EXERCISE DESCRIPTION:
Take the lines below beginning at the line that has "Q: Locate a point on each instance of the front side" and stopping after the line that has "Q: Locate a point on each instance of the curb", and print them exactly as they are, with no other lines.

INFORMATION SUPPLIED:
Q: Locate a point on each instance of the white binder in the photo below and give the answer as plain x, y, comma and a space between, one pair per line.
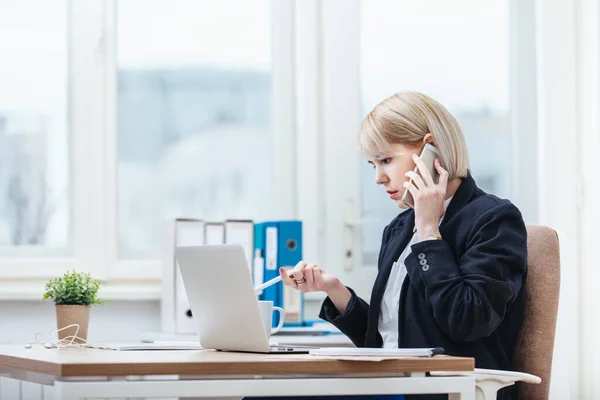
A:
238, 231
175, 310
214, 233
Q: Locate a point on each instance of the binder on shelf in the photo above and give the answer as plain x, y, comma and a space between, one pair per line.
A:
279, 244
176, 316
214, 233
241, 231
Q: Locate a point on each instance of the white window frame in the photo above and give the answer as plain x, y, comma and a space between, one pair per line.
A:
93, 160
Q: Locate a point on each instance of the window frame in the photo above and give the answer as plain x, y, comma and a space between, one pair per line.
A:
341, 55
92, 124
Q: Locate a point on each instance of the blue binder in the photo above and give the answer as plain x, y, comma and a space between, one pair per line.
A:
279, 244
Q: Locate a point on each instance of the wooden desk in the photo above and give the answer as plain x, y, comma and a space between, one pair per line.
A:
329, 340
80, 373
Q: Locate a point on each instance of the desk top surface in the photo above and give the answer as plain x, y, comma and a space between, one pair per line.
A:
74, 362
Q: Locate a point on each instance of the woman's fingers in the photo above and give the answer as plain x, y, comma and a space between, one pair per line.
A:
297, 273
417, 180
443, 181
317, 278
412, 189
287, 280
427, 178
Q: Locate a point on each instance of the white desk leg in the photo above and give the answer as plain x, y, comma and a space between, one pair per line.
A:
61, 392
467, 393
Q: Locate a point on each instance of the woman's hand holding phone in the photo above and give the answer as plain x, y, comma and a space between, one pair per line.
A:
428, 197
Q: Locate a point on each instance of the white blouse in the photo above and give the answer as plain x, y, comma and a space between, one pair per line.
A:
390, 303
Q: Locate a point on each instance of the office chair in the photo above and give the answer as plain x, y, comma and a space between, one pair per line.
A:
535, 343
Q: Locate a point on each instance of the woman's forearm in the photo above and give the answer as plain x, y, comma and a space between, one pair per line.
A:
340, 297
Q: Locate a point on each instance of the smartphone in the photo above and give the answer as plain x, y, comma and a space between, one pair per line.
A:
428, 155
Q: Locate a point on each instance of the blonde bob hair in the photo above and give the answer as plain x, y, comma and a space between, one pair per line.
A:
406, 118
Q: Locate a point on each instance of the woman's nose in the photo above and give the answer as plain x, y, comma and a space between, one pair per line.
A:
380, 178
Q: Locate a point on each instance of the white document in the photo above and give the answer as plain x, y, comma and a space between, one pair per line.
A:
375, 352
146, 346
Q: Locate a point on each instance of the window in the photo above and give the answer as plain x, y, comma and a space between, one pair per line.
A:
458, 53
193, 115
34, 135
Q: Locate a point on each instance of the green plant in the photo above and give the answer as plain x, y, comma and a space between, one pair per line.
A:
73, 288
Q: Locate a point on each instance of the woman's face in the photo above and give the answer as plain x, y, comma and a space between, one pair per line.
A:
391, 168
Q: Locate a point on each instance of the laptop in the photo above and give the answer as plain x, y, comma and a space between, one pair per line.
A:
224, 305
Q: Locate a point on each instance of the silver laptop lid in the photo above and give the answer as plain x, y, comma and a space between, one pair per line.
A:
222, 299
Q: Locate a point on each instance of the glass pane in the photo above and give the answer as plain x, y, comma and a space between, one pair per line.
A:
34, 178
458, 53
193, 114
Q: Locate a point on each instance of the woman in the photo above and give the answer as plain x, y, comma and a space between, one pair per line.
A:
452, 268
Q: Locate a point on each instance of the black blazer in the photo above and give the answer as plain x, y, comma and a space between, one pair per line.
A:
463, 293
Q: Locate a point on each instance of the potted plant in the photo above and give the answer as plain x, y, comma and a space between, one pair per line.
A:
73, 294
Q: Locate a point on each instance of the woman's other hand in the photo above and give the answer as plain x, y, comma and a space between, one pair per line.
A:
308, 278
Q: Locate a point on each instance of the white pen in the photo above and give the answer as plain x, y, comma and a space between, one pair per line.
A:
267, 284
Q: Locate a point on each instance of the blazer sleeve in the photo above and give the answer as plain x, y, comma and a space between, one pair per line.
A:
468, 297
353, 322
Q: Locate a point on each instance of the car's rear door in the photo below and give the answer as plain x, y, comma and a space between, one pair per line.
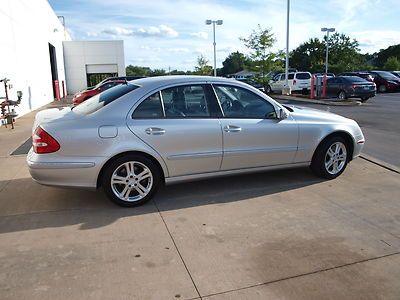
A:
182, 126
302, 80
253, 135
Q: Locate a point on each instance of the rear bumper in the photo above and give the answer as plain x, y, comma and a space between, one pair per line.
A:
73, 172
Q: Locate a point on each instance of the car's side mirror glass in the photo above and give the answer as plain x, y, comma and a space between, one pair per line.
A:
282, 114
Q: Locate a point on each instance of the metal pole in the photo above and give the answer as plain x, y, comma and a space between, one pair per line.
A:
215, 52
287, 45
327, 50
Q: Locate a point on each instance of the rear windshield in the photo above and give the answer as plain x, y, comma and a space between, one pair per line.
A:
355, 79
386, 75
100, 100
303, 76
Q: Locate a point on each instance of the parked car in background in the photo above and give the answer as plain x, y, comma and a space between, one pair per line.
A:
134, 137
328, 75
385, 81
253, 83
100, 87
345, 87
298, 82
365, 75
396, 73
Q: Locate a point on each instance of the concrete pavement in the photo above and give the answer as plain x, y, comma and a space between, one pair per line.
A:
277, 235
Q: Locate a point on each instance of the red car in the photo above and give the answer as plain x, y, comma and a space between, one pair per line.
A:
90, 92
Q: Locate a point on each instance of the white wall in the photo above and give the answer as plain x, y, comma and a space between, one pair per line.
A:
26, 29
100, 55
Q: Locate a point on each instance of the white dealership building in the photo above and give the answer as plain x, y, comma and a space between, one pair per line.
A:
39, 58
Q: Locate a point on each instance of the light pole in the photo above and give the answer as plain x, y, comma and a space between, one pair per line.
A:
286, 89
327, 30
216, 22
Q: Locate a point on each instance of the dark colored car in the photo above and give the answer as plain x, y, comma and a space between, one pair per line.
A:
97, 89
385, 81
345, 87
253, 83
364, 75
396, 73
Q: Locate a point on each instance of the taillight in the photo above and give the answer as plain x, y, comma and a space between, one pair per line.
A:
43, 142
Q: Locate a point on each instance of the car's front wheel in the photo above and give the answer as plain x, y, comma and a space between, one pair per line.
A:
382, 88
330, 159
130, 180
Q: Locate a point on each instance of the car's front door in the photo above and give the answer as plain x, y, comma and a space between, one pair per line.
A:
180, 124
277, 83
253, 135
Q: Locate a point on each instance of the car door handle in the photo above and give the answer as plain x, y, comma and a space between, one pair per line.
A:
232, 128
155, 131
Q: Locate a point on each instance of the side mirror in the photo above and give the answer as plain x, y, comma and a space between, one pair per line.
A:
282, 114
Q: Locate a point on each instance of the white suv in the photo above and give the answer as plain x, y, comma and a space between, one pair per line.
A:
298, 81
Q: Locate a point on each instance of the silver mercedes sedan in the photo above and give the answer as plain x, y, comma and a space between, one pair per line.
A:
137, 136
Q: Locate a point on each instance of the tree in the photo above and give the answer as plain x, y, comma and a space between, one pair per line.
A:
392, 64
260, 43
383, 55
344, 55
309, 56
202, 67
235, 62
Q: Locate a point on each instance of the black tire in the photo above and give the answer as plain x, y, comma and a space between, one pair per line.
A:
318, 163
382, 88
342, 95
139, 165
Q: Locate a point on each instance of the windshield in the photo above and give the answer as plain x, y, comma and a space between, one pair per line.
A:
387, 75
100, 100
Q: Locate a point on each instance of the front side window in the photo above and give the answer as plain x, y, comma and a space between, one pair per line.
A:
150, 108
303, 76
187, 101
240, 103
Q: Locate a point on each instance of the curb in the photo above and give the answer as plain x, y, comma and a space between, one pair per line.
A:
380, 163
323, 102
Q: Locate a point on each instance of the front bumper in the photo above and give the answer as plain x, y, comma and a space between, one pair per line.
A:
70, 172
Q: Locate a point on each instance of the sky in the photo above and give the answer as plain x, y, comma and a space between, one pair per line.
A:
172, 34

RESPONSE TO THIS EXERCISE:
Q: Locate a point on each instance of the front side window in the photo above and give the answer as plain x, y, comma and a space between, one pair per line.
A:
150, 108
303, 76
187, 101
240, 103
Q: Locate a point on each instance of the curb in the photo above and give the answer as plain x, y, comma and a space between, one pair per line.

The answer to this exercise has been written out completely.